| EXERCISE DESCRIPTION |
Please transcribe the records precisely; pictures stay out of your copy.

| MATERIAL SUPPLIED |
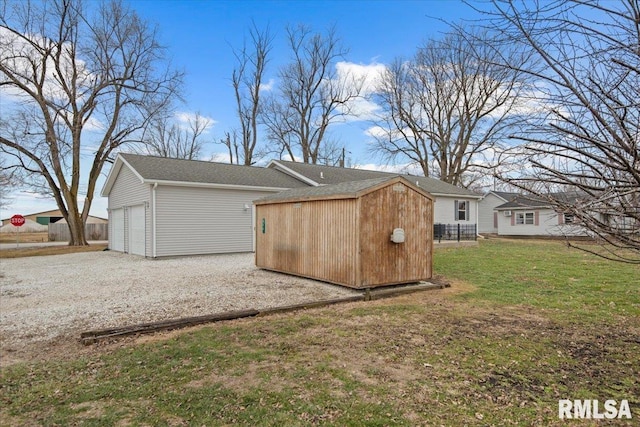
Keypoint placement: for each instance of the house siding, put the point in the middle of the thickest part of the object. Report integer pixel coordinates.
(193, 221)
(127, 192)
(545, 224)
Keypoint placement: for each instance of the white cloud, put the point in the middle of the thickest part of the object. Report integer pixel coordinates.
(367, 78)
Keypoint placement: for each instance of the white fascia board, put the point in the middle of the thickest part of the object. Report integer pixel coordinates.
(455, 196)
(214, 185)
(293, 173)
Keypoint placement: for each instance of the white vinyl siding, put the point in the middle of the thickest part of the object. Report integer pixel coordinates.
(545, 225)
(445, 209)
(193, 221)
(486, 213)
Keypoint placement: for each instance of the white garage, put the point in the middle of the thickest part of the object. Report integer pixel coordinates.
(116, 234)
(161, 207)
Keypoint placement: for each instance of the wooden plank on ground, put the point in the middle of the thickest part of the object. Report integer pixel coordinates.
(90, 337)
(307, 305)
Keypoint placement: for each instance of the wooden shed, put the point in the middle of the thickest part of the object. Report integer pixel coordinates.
(360, 234)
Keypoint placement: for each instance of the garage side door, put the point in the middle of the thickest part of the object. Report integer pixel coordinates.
(137, 230)
(116, 238)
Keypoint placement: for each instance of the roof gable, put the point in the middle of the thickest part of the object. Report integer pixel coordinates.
(162, 170)
(327, 175)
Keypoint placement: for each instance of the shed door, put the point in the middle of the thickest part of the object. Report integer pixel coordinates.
(116, 239)
(137, 230)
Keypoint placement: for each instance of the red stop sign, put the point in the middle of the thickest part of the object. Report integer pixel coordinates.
(17, 220)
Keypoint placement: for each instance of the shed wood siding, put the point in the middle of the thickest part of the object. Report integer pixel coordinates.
(295, 246)
(191, 221)
(385, 262)
(347, 240)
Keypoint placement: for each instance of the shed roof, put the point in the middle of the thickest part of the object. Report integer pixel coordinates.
(327, 175)
(343, 190)
(151, 169)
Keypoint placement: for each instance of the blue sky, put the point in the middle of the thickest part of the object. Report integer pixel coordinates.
(200, 35)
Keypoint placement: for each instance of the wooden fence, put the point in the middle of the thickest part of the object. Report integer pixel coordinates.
(60, 232)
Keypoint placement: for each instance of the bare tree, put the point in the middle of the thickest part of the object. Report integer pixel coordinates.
(587, 64)
(8, 182)
(84, 83)
(247, 81)
(311, 95)
(230, 141)
(449, 108)
(179, 140)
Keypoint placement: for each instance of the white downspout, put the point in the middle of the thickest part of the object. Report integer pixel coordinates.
(153, 220)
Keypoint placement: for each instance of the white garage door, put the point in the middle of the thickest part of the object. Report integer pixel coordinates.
(116, 239)
(137, 230)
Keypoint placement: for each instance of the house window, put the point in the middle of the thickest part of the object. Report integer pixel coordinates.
(461, 210)
(525, 218)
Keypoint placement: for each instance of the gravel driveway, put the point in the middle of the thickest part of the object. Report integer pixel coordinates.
(42, 298)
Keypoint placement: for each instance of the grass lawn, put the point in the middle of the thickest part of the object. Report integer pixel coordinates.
(525, 323)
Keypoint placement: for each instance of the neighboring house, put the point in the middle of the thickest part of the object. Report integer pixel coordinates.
(453, 205)
(487, 215)
(54, 216)
(162, 207)
(532, 216)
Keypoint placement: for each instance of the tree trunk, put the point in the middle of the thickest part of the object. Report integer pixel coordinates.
(76, 230)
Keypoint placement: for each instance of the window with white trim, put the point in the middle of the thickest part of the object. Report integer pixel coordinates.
(525, 218)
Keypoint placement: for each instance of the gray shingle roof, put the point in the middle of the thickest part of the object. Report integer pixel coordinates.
(177, 170)
(347, 189)
(506, 195)
(547, 201)
(334, 175)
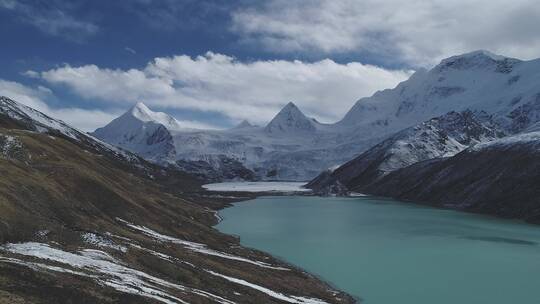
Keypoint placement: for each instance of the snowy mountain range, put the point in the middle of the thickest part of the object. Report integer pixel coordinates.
(499, 177)
(439, 137)
(293, 146)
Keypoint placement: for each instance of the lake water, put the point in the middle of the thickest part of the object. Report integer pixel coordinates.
(387, 252)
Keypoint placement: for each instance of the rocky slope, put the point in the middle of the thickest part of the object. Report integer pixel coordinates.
(81, 221)
(295, 147)
(499, 178)
(438, 137)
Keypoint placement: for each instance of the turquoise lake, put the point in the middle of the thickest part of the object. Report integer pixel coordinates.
(386, 252)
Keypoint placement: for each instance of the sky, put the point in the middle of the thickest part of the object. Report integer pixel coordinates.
(212, 64)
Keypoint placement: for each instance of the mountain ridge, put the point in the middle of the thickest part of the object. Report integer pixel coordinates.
(293, 146)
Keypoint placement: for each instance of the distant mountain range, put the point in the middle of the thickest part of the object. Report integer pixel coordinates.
(295, 147)
(84, 221)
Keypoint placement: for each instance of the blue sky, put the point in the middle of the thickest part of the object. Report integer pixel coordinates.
(214, 63)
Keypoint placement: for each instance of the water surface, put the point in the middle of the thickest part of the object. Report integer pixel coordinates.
(388, 252)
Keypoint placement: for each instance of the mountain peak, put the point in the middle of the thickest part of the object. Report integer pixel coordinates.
(142, 113)
(244, 124)
(290, 119)
(479, 59)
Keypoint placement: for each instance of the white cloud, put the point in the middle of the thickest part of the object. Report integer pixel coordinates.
(417, 32)
(240, 90)
(86, 120)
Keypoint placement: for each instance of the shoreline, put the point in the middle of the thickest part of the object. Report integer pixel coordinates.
(255, 195)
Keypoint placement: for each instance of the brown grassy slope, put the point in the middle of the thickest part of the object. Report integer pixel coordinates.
(49, 183)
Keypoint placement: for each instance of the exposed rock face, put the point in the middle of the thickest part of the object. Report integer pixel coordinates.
(442, 136)
(499, 178)
(82, 221)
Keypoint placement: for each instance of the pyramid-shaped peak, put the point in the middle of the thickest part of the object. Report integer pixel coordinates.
(244, 124)
(140, 110)
(290, 119)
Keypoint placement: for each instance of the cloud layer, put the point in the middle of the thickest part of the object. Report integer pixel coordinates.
(239, 90)
(416, 32)
(83, 119)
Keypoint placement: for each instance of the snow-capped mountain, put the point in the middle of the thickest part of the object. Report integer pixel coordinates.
(500, 177)
(290, 121)
(290, 147)
(295, 147)
(443, 136)
(142, 131)
(505, 87)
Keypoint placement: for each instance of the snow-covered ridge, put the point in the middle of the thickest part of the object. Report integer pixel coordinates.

| ANSWER SPACE |
Keypoint placement: for each instance of the house siding, put the point in the middle of the thickest part of the object. Report integer pixel coordinates.
(193, 221)
(127, 192)
(545, 224)
Keypoint placement: for each instance of the white cloud, put the point in the middle of the thickest part of the object. Report integer pixel coordinates.
(367, 78)
Keypoint placement: for each instance of the white fascia board, put the point in the middle of the thickest part of the object. Report integer pixel coordinates.
(455, 196)
(214, 185)
(293, 173)
Keypoint placement: for each instance of the white vinyl siding, put the point in the middle of the thickest part of the object. Report integer pixel coordinates.
(545, 225)
(445, 209)
(193, 221)
(486, 213)
Keypoint placement: for each instance of the white garage, put the point in the middle of the thickest part of the object. Report integer pixel coordinates.
(116, 234)
(161, 207)
Keypoint placement: for each instance of the wooden plank on ground, put the point in the middle of the thickest part of the object. Report integer pixel coordinates.
(90, 337)
(307, 305)
Keypoint placement: for each instance of the wooden shed, put the point in the middle of the thickest part of the object. Report integer pixel coordinates.
(360, 234)
Keypoint placement: for each instance of the garage side door, put the point in the middle of the thickest part of the object. Report integer pixel coordinates.
(137, 230)
(116, 238)
Keypoint placement: for each instance of the roof gable, put the point in the middle of the thickest part of the object. Report integer pixel coordinates.
(162, 170)
(327, 175)
Keypoint placement: for each instance of the shed door, put the point in the middle of the thickest part of the object. Report integer pixel coordinates.
(116, 239)
(137, 230)
Keypoint placement: for each instance of the red stop sign, put the point in the middle of the thickest part of the object. Report integer pixel coordinates.
(17, 220)
Keypoint placement: for each instance of the shed wood siding, put the point in the middle of the thickest part of the object. Report integer pixel coordinates.
(295, 246)
(191, 221)
(385, 262)
(347, 240)
Keypoint placement: for each instance of the shed roof, put the point in the middle of the thickest part of the object. Report integer pixel coordinates.
(327, 175)
(343, 190)
(151, 169)
Keypoint placement: for each instance of the blue sky, put the point in the middle of the thickest part of the object. Report integer pixel coordinates.
(200, 35)
Keypoint placement: for each instance of the wooden fence, put the point in the middle of the thickest part of the object. Report integer pixel coordinates.
(60, 232)
Keypoint placement: for each instance of the bare tree, put the point in the middle of the thickest part of the object. Report integer pixel coordinates.
(587, 64)
(8, 182)
(84, 83)
(247, 81)
(311, 95)
(230, 141)
(449, 108)
(179, 140)
Keypoint placement: for each instance of the white downspout, put the point in the middle of the thickest part of the object. Report integer pixel coordinates.
(153, 220)
Keypoint placement: for each instance of the white garage door, put the point in the middle of the thickest part of the object. Report integer pixel coordinates.
(116, 239)
(137, 230)
Keypoint placement: for each instance of the house window, put the point in the middle of the thickest part of the object. Report integer pixel coordinates.
(461, 210)
(525, 218)
Keypoint placement: for each instance of the gravel driveway, put the point in the middle of the thickest part of the object. Report integer pixel coordinates.
(42, 298)
Keypoint placement: for each instance of the grass lawn, put the point in the middle of the thickest part of the object. Report integer pixel coordinates.
(525, 323)
Keypoint placement: for each instance of the neighboring house, put the point in the middle of the thickest part of the object. Report integer pixel coordinates.
(453, 205)
(487, 215)
(54, 216)
(162, 207)
(532, 216)
Keypoint placement: for each instance of the tree trunk, put the point in the middle of the thickest part of the object. Report integer pixel coordinates.
(76, 230)
Keypoint placement: for each instance of the window with white trim, put the point in the middle of the thickest part of the object. Report integer pixel coordinates.
(525, 218)
Keypoint placement: for each instance of the gray shingle roof, put the point in the middle of the thickest part of the object. Report integer pixel coordinates.
(177, 170)
(347, 189)
(506, 195)
(547, 201)
(334, 175)
Keypoint placement: for each instance of the snowy mountain range, put the point in the middle of the thickest part of the object. Report integer pixel coordinates.
(499, 177)
(439, 137)
(293, 146)
Keypoint placement: for each instance of the lake water, put the point in the middle of the thickest part of the object. Report integer pixel coordinates.
(387, 252)
Keypoint placement: for each instance of the rocky slope, put the point in the middle of the thickest part of the object. Report integer pixel coordinates.
(81, 221)
(295, 147)
(499, 178)
(438, 137)
Keypoint placement: for each instance of the turquoise lake, put the point in the middle of the thickest part of the object. Report integer pixel coordinates.
(386, 252)
Keypoint placement: for each instance of the sky, put the point in the middle of the thickest part of the object. Report integer pixel coordinates.
(212, 64)
Keypoint placement: for each instance of the mountain ridge, put the point in the middle of the thickest part of the object. Report integer pixel coordinates.
(293, 146)
Keypoint placement: for each instance of the distant mountain range, put the point in the middle of the thickest part of the object. Report integer pixel coordinates.
(295, 147)
(84, 221)
Keypoint placement: for each instance of the blue sky, put the point in the middle of the thickest part of the object. Report integer pixel coordinates.
(214, 63)
Keypoint placement: for each instance of the water surface, put the point in the middle of the thickest part of the object. Report integer pixel coordinates.
(388, 252)
Keypoint placement: for each instance of the mountain peak, put the point in the middle of the thickest part of the object. Report integer pixel coordinates.
(142, 113)
(244, 124)
(290, 119)
(479, 59)
Keypoint placement: for each instance of the white cloud, put the point in the middle of the thickest part of the object. Report integer pixel coordinates.
(417, 32)
(240, 90)
(86, 120)
Keypoint placement: for each instance of the shoreline, put the point in the middle of the thickest part of the object. Report integer pixel coordinates.
(255, 195)
Keypoint placement: for each instance of the brown grassy slope, put the point in the middle of the thickest part of the object. Report integer pixel coordinates.
(49, 183)
Keypoint placement: for each instance of the exposed rock face, put the point in the middle of the thickest part of the object. Report integer pixel coordinates.
(442, 136)
(499, 178)
(82, 221)
Keypoint placement: for each instance of the pyramid-shaped peak, put the point in the middle of the thickest part of the object. Report integer pixel coordinates.
(244, 124)
(140, 110)
(290, 119)
Keypoint placement: for each instance of the cloud layer, put the point in the middle of the thickest part of the object. Report integer pixel coordinates.
(239, 90)
(416, 32)
(83, 119)
Keypoint placement: for each instance of the snow-capped mountain, put the point in the middle of the thickest part of the object. Report integer pixel coordinates.
(500, 177)
(290, 121)
(290, 147)
(295, 147)
(443, 136)
(142, 131)
(505, 87)
Keypoint placement: for each instance of the snow-covered ridge, put the point in the middle of the thickest part of the object. Report integer pixel coordinates.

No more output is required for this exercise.